> _WHAT YOU HAVE TO DO_:
Reproduce the data exactly and drop any pictures it holds.

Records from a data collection
· · · · · · ·

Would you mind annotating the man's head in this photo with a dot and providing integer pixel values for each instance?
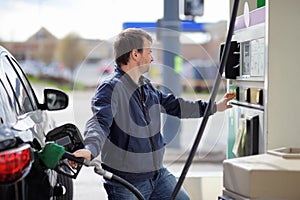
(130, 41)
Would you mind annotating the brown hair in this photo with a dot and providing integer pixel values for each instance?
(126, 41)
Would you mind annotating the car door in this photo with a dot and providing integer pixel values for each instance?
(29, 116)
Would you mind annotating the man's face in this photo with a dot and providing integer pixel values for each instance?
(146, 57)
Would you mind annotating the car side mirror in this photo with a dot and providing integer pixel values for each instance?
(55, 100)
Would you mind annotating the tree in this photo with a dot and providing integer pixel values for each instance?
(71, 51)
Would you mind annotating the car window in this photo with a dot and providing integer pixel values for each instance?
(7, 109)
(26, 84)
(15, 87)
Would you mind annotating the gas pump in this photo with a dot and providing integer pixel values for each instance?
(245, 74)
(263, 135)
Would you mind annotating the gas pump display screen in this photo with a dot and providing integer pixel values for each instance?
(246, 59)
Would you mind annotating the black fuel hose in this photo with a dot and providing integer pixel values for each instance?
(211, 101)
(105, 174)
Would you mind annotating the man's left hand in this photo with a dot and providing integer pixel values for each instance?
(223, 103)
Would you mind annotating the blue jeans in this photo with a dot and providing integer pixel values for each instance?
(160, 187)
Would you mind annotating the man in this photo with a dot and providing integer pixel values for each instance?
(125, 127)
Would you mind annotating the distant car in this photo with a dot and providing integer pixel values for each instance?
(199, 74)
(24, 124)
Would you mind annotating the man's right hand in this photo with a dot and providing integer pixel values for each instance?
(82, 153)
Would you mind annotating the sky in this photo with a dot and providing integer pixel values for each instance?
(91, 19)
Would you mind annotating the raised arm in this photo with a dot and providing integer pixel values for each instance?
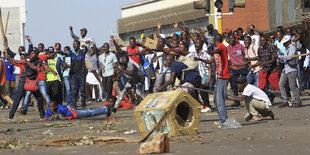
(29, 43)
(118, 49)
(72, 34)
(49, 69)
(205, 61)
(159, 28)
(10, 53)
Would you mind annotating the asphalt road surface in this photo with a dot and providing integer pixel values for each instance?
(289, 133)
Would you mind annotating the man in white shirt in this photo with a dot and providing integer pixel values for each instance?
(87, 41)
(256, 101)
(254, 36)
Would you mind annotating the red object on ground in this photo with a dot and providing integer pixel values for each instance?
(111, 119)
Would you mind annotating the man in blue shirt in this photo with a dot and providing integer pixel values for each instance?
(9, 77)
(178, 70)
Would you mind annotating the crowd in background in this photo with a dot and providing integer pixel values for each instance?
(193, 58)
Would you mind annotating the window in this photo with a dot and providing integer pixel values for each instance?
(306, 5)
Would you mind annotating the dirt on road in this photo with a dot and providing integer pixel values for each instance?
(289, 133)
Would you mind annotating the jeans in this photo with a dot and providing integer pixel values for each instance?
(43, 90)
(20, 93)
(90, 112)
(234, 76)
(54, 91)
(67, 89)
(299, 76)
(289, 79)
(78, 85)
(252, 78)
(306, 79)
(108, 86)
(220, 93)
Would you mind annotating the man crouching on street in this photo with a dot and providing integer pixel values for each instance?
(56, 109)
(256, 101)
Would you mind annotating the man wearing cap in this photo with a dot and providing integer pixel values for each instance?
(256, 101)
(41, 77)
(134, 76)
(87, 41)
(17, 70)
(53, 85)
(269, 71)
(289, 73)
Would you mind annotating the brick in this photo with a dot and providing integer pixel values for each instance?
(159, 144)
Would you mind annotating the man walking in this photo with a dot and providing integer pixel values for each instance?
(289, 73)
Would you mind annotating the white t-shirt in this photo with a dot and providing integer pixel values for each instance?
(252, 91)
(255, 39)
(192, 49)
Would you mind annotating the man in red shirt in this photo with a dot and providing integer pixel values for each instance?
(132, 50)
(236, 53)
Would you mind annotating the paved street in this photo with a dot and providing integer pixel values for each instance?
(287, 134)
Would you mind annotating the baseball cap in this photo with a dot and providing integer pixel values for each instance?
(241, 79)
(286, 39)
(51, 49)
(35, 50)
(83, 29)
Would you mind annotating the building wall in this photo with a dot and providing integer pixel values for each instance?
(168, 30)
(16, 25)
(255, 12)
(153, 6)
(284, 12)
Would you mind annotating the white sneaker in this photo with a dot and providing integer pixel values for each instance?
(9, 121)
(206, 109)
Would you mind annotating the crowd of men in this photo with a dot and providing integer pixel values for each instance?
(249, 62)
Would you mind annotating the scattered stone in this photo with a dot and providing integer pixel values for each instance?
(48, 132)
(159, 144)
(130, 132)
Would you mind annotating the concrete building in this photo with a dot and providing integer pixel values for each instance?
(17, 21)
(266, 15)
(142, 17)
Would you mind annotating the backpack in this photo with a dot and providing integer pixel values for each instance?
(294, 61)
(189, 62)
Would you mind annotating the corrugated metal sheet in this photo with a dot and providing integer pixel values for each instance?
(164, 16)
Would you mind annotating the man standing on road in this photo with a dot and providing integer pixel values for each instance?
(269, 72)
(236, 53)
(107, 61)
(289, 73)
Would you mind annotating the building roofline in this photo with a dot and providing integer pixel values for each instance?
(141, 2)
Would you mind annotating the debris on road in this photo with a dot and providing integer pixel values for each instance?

· · · · · · ·

> _ANSWER_:
Would you mind annotating the man's head in this photo with a dot and providing integer pixel values for each instance?
(130, 41)
Would you mind annotating the brown hair in this photo with a dot and providing integer pixel values for each instance?
(126, 41)
Would you mind annotating the car door in this photo with a dot and providing integer pixel values for each instance?
(29, 116)
Would you mind annotating the man's face in this photo with a dot and providing integer pixel values for each instance?
(146, 57)
Would you mind annotating the car side mirror in this photo with a dot and providing integer pixel values for each instance?
(55, 100)
Would you mind annotating the tree in this photo with a dot and providing integer pixel values for each instance?
(71, 51)
Would you mind annotating the car window in this photo with a dot and providing integer pixel values for each instance?
(7, 109)
(26, 84)
(15, 87)
Would you mind annotating the gas pump in this photo with a dot and providing integer pixel values for each instance?
(245, 74)
(263, 135)
Would you mind annotating the gas pump display screen in this photo with a dot and providing integer pixel values for each instance?
(246, 59)
Would you mind annotating the black fuel hose in this photo with a dot and providing integer pixel values for each instance?
(211, 101)
(105, 174)
Would you mind annotating the man's left hand in this photo with a dot and providing integer pixel values for each instance?
(223, 103)
Would you mind annotating the blue jeans in this photo with a dot and providing integer pixel values for each instance?
(160, 187)
Would you mind annotating the man in this photo with a dot and providing integer pixel values for each instance?
(125, 127)
Would you mind annotating the distant car in this photo with a dot and providing integer pixel values for each instance?
(199, 74)
(24, 124)
Would you mind annotating the man's right hand in this photo with a dot and providing integer pixel values for each instance?
(82, 153)
Would you mind annotating the sky in this photo with a dot and providing integer pixel values for each instance?
(91, 19)
Would you mind annotating the raised arm in this photo with a dot and providing integer pixel values for each instance?
(29, 43)
(118, 49)
(72, 34)
(49, 69)
(205, 61)
(159, 28)
(10, 53)
Would you mind annotating the asphalt road surface in this photo with a dot and providing integer pixel values for each instance?
(289, 133)
Would you mind annotating the man in white shirt in this photo with a dot and providing integer pixel values for each instance?
(87, 41)
(256, 101)
(254, 36)
Would you mind annotating the red object on ground in this photo with a dot and providing integer pixel values for each instance?
(111, 119)
Would you mind annotating the man in blue shirt in this photo with a dot and providing integer pixel values for each instance?
(9, 77)
(178, 70)
Would you mind annotating the crowd in background in this photo with a dot and providing integer pixel values for each instance?
(193, 58)
Would you mind annotating the window in this photo with a dot and providing integer pixel values for each instance?
(306, 5)
Would you mind annotating the dirt on road in this photo with a dot and providing integer pixel values for each instance?
(289, 133)
Would you mind annotating the jeans in this photo with a dot and providing integer pixel values for each instance?
(43, 90)
(20, 93)
(90, 112)
(234, 76)
(54, 91)
(67, 89)
(299, 76)
(289, 79)
(78, 85)
(252, 78)
(306, 79)
(108, 86)
(220, 93)
Would you mind annotating the man crouching on street in this photo with a dot and providing integer pixel values for each instance?
(56, 109)
(256, 101)
Would you mind annotating the man wearing cap in this photo with a dot and providing integer pixel values for each instance?
(256, 101)
(41, 77)
(134, 76)
(87, 41)
(17, 70)
(53, 85)
(269, 71)
(289, 73)
Would you mind annotating the brick in this photo with a dot and providing integer pixel values for each instance?
(159, 144)
Would you mind annotating the man walking in this photo with a dot and providing integer pixel values for each instance?
(289, 73)
Would you mind annotating the white t-shirt in this photo with a dot and providing integer pixel values for each instance?
(252, 91)
(255, 39)
(192, 49)
Would you mind annotating the man in red shirt in this photo with a dot and providing integer pixel values for each instance?
(132, 50)
(236, 53)
Would you mind annotating the paved street in this photo with a dot and providing integer pixel values for each instance?
(287, 134)
Would you mind annotating the baseball cap in this photo with a dot and providing integer pixel values for each instance?
(241, 79)
(286, 39)
(51, 49)
(35, 50)
(83, 29)
Would you mind annotating the building wall in this photo with a dot and providing integer pixel values for each instance?
(168, 30)
(16, 25)
(255, 12)
(153, 6)
(284, 12)
Would you mind annotating the white sneaker in this photo with a dot and providing integer pixel values for each instance?
(9, 121)
(206, 109)
Would you mind annotating the crowd of men in this photo with a dot and providing integer pixel values for each instance?
(249, 62)
Would you mind annotating the scattered stone in this photo with a dot and providing integer pixel values for each instance?
(48, 132)
(159, 144)
(130, 132)
Would you mind annotating the concrete building in this photo with a dot and providing integer pixel values for each instance?
(17, 21)
(266, 15)
(142, 17)
Would you mind annotating the backpack in this photo with a dot and providing integer pixel values for each instance?
(294, 61)
(189, 62)
Would you mind annotating the corrugated metal sheet in this photo with a dot and providing integer pixel values for each instance?
(164, 16)
Would you mind annotating the man standing on road in this photo with a dot and providing integer pixel values for each instance?
(269, 72)
(236, 53)
(107, 61)
(289, 73)
Would you mind annotating the building roofline in this photo with a dot and providing integer pixel values for each instance?
(141, 2)
Would you mind annotating the debris on road in this photo with a dot and providing integer pixel values for each instance?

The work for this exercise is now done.